Directions for this task:
Each record below should be repeated precisely as written.

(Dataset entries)
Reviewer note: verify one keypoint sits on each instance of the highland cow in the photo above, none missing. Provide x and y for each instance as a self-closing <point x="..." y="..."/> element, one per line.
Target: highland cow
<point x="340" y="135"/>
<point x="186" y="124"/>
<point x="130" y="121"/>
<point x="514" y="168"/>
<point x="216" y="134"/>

Problem solution:
Reviewer note: verify one keypoint sits on each instance of the highland cow in the photo above, none missing. Provide x and y for each instance as a self-closing <point x="..." y="..."/> element, one per line.
Target: highland cow
<point x="340" y="135"/>
<point x="186" y="124"/>
<point x="130" y="121"/>
<point x="514" y="168"/>
<point x="216" y="134"/>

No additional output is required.